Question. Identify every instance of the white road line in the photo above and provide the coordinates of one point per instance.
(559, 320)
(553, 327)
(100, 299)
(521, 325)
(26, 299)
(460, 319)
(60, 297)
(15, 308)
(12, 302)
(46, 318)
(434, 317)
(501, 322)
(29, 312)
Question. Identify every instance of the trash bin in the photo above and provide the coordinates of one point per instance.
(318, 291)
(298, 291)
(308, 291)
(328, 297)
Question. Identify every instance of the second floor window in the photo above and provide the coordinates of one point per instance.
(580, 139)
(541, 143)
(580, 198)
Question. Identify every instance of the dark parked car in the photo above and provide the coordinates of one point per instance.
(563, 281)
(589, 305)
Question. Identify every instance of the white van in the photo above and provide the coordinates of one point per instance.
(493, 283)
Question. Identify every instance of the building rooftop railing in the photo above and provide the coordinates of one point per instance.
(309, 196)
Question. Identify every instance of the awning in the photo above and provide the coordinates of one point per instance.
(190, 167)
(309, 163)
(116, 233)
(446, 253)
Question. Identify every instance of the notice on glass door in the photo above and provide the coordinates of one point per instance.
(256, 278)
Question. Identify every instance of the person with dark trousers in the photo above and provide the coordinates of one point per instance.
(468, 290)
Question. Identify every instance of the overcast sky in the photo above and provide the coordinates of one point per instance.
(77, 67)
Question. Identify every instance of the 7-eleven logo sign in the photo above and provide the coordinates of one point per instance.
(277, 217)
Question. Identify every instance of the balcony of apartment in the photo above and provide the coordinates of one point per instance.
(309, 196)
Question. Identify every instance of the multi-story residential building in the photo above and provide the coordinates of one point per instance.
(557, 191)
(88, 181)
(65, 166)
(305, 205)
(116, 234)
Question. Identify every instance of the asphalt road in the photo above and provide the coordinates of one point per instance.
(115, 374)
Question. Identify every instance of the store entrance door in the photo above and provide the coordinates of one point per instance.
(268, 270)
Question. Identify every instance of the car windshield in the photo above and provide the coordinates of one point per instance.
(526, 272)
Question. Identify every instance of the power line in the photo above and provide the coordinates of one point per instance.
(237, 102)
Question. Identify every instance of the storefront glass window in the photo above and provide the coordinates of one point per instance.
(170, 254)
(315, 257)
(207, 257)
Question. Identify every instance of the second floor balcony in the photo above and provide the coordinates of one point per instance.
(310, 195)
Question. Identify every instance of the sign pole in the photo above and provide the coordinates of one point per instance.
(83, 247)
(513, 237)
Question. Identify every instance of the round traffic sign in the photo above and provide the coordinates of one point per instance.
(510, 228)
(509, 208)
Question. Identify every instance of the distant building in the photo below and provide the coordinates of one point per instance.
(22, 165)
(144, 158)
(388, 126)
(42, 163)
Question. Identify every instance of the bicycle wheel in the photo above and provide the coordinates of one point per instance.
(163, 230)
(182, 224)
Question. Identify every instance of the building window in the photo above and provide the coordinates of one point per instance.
- - -
**What the task requires**
Transcribe each record exactly. Leave nothing out.

**Written solution**
Question. Identify every instance of the white road line in the photo above and provide the coordinates of one point per instance.
(559, 320)
(553, 327)
(100, 299)
(521, 325)
(26, 299)
(460, 319)
(60, 297)
(15, 308)
(12, 302)
(46, 318)
(434, 317)
(501, 322)
(29, 312)
Question. Identify every instance of the trash bin in the photo above and provide the coordinates of one point per instance.
(318, 291)
(298, 291)
(308, 291)
(328, 297)
Question. Identify every instance of the second floor window in the photo above and provide the coordinates of one point per instance.
(580, 139)
(541, 143)
(580, 198)
Question. Identify every instance of the dark parked car in the photo above and provide the coordinates of one point per instance.
(563, 281)
(589, 305)
Question. Identify every instance of the white van in the photo above and provide the coordinates of one point per instance.
(493, 283)
Question. Identify every instance of the building rooftop railing in the photo above and provide the coordinates of one point per instance.
(309, 196)
Question. Identify every instance of the awning in the photo above and provide the coordinates of one point per instance.
(190, 167)
(309, 163)
(116, 233)
(446, 253)
Question. Identify every instance of the notice on glass door in the photo above and provide the coordinates of one point per instance.
(256, 278)
Question. Identify every instance of the person with dark trousers in the photo above and provide the coordinates of one point per instance.
(468, 290)
Question. Identify every instance of the overcast sky in the photo above and provide the coordinates of one point per instance.
(77, 67)
Question. Identify every instance of the 7-eleven logo sign in the photo above and provide the coordinates of one point per instance.
(277, 217)
Question. Identify every instance of the balcony of apartment in the photo above and provide the coordinates of one point per instance.
(309, 196)
Question. Identify every instance of the multi-story residential building in the photo above and provide the coordinates of one point per instance.
(557, 191)
(88, 181)
(65, 166)
(305, 205)
(116, 234)
Question. Identify every instance of the asphalt road in the photo above and provide the coordinates of one point per instance.
(115, 374)
Question. Identify every instance of the store entrance door in the photo above and provide the coordinates of one point per instance.
(268, 270)
Question. Identify every instance of the car windshield in the photo above and provide the coordinates of one point per instance.
(526, 272)
Question. Identify every instance of the power line in the photo above and provide the coordinates of one point per instance.
(237, 102)
Question. Identify every instance of the storefront glass window in the photo above and provide the coordinates of one point per instance.
(170, 254)
(315, 257)
(207, 257)
Question. Identify every instance of the second floor balcony in the photo above and provide the coordinates of one point per instance.
(310, 195)
Question. Identify every instance of the sign pole in the photo above and provide the coordinates of one point per instance.
(83, 247)
(513, 237)
Question. Identify every instance of the round traffic sign in the photo above and provide the coordinates of one point per instance.
(510, 228)
(509, 208)
Question. Identify every instance of the distant building in the photo below and provide the coordinates of one point per instance.
(22, 165)
(144, 158)
(388, 126)
(42, 163)
Question. Identify every instance of the bicycle wheel in the photo above and provide the coordinates of one point per instance.
(163, 230)
(182, 224)
Question. Identify every instance of the building window in the photo above and provide the coordinates of one point per instance.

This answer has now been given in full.